Task statement - Look for "Target: grassy meadow" in the records below, then copy that line and every line after it, exactly and with nothing added.

Records provided -

>>>

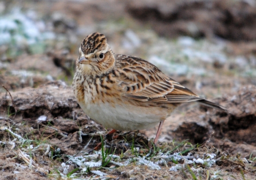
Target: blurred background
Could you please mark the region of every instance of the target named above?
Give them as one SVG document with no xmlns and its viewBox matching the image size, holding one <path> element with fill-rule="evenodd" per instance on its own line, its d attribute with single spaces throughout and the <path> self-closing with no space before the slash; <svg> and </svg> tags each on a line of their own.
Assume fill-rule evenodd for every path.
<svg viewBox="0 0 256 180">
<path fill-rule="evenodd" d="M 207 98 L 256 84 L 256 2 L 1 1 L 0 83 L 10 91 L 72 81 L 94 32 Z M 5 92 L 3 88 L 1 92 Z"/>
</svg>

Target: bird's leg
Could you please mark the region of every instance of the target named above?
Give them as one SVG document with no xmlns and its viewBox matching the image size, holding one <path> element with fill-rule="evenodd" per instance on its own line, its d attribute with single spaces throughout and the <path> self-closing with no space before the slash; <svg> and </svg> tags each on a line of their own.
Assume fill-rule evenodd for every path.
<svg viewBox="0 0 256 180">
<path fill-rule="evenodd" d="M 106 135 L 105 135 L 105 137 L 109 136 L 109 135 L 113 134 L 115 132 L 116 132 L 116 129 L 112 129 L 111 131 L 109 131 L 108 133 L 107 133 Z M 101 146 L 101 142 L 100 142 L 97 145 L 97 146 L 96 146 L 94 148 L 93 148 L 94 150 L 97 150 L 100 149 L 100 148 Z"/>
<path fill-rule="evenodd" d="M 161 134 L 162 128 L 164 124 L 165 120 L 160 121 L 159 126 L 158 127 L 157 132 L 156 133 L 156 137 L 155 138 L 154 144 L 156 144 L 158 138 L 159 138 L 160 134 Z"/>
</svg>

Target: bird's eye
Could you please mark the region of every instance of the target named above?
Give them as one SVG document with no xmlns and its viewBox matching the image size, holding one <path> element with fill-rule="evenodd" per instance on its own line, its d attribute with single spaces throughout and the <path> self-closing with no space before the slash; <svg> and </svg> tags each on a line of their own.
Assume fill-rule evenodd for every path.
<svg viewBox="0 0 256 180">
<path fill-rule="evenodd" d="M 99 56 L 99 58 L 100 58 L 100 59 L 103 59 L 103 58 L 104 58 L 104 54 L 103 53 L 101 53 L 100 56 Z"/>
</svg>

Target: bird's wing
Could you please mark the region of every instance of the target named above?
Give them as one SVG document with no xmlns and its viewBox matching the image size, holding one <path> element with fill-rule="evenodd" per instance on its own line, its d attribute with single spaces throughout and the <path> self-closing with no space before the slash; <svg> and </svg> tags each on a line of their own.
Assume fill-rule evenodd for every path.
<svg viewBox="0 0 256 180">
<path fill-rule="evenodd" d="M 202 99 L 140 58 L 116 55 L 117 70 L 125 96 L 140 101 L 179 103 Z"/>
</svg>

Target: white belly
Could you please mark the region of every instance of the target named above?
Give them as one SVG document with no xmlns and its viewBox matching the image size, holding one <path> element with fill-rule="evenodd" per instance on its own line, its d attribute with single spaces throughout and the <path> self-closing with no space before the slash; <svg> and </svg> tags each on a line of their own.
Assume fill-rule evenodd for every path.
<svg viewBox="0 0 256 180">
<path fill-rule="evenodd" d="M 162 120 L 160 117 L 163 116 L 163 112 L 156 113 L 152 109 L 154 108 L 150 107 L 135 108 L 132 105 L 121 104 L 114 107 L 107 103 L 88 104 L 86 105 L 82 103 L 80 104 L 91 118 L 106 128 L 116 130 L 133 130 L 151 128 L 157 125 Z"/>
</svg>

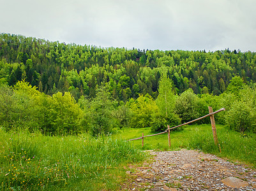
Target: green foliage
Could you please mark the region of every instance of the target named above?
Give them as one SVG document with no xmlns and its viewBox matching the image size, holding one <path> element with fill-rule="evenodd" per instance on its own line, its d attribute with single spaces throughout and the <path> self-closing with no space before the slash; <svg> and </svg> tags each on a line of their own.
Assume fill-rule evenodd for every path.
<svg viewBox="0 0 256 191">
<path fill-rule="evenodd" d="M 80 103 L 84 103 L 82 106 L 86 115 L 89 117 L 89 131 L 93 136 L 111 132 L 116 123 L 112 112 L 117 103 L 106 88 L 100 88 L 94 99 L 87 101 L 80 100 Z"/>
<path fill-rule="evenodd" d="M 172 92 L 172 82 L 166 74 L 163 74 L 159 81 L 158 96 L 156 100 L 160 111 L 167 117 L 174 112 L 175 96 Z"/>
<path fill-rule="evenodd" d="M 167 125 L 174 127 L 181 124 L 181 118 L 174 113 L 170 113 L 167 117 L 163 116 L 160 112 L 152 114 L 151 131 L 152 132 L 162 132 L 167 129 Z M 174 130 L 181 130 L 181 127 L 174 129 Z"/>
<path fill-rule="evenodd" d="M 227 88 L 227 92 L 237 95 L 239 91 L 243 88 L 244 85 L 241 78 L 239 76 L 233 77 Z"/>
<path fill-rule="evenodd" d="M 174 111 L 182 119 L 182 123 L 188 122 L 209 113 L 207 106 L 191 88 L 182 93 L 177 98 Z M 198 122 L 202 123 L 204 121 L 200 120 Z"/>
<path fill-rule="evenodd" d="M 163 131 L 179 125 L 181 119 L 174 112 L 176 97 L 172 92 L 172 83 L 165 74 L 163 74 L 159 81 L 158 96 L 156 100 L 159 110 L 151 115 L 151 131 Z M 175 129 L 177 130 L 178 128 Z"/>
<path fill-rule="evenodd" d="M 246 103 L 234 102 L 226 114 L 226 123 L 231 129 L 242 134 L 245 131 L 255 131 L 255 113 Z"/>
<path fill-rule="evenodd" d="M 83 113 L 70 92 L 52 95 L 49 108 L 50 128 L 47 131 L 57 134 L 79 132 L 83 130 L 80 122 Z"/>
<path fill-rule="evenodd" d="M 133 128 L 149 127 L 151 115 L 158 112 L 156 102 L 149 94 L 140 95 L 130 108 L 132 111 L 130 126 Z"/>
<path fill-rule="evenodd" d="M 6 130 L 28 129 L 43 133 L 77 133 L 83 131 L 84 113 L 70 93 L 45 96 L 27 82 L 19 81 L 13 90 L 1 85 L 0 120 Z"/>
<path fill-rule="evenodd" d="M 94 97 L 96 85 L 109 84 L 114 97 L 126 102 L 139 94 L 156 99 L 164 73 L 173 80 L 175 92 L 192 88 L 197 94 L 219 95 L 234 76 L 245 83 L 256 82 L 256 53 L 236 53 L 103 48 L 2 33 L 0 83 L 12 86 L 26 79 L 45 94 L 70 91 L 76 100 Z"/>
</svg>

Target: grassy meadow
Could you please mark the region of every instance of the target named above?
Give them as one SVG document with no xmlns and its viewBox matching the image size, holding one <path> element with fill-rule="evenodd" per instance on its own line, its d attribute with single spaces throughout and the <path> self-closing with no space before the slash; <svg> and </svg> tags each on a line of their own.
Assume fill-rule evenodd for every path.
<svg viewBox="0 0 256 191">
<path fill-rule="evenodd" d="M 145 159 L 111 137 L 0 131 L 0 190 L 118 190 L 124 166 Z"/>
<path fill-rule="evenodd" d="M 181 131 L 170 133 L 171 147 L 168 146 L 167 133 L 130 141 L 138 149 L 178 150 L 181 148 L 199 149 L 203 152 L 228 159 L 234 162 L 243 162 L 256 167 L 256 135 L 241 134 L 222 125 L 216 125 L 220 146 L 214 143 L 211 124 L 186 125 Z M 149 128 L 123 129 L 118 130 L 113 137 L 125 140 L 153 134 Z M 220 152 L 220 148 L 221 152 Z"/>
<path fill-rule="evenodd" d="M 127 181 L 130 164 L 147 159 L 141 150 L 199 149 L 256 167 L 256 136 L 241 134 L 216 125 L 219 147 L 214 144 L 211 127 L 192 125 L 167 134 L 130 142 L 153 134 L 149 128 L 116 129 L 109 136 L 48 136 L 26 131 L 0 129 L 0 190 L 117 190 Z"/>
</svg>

<<<

Exercise solution -
Target: grassy meadow
Could you please mark the region of every instance of the target named above?
Give them as one SVG document with no xmlns and its viewBox matching the image size, holding one <path> element with fill-rule="evenodd" per instance on its own line, its d attribute with single spaces throughout and the <path> self-closing with no space before the slash; <svg> and </svg> tags each on a line of their own.
Assume fill-rule evenodd for every path.
<svg viewBox="0 0 256 191">
<path fill-rule="evenodd" d="M 145 159 L 111 137 L 0 131 L 0 190 L 118 190 L 124 166 Z"/>
<path fill-rule="evenodd" d="M 181 131 L 170 133 L 171 147 L 168 146 L 167 133 L 130 141 L 138 149 L 178 150 L 181 148 L 199 149 L 203 152 L 228 159 L 234 162 L 243 162 L 256 167 L 256 135 L 241 134 L 222 125 L 216 125 L 220 146 L 214 143 L 211 124 L 186 125 Z M 149 128 L 123 129 L 118 130 L 113 137 L 125 140 L 153 134 Z M 220 152 L 220 148 L 221 152 Z"/>
<path fill-rule="evenodd" d="M 127 181 L 130 164 L 147 159 L 141 150 L 199 149 L 256 167 L 256 136 L 241 134 L 216 125 L 219 147 L 214 144 L 211 127 L 192 125 L 167 134 L 130 142 L 153 134 L 149 128 L 116 129 L 109 136 L 48 136 L 26 131 L 0 129 L 0 190 L 117 190 Z"/>
</svg>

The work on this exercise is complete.